Answer these questions using the review of Legend below:
(a) Which twins does Tom Hardy play in the film?
(b) Who narrates the film?
(c) What does Reggie share with Frances when they first meet?

# [Extract provided]
#####
As versatile an actor as he is, Tom Hardy’s characters often come in one of two types: Charmingly intense rascals and surreal lunatics. Sometimes, as in this year’s Mad Max: Fury Road, he mixes the two a bit, letting us bask in his deranged nihilism before reclaiming hero status. Now, writer-director Brian Helgeland’s Legend gives Hardy a chance to perform both sides at once. Here, the actor plays identical twins Ronnie and Reggie Kray, the infamous gangsters who alternately charmed and terrorized London in the 1950s and 60s. They may be identical twins, but the differences between them are not subtle. It’s a testament to Hardy’s talents that, watching Legend, one finds it hard to believe that these two men share the same DNA; his characterizations are that distinct.
Reggie Kray is the charmer here, and Hardy plays him in full-on leading man mode: Obscenely handsome, and forever at war between his potential for violence and an innate, honor-among-thieves type of decency. The film is narrated by Frances (Emily Browning), the young sister of one of the Krays’ henchmen, who meets Reggie one day when he comes to her door looking for her brother; right then and there, she falls for this slick smooth-talker who sensuously shares a lemon candy with her. We fall for him, too. Even though know this relationship won’t end well — not just because this is a gangster movie, but also because Frances tells us in voice-over, “It took a lot of love for me to hate him the way I did.”
#####
Dataset excerpts:
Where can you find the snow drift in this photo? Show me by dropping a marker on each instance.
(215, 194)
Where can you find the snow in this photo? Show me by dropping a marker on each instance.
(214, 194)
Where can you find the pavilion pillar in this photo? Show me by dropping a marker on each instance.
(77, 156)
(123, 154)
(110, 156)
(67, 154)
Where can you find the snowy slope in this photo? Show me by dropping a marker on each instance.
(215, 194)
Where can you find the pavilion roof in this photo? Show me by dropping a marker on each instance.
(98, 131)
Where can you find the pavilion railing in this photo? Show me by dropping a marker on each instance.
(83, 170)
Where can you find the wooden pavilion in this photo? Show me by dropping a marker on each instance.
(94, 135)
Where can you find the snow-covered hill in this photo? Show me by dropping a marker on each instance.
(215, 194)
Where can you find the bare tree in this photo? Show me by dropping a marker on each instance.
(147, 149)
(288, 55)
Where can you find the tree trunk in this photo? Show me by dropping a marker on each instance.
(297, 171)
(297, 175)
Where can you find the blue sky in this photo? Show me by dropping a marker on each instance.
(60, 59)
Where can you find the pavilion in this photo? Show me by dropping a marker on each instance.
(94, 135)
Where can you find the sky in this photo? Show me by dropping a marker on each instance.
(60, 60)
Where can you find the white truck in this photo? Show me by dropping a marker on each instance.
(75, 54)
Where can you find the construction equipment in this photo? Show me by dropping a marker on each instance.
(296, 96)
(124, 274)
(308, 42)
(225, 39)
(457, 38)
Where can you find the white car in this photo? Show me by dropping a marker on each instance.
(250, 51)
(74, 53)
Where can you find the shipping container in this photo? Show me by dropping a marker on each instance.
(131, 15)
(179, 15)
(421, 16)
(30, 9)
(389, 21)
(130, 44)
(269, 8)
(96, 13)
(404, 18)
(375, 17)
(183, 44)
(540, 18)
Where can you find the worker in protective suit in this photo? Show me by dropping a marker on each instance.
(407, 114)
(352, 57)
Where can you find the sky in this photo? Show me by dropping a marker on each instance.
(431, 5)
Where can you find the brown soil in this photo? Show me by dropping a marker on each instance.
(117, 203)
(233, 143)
#####
# [Answer to the exercise]
(a) Ronnie and Reggie Kray
(b) Frances (Emily Browning)
(c) A lemon candy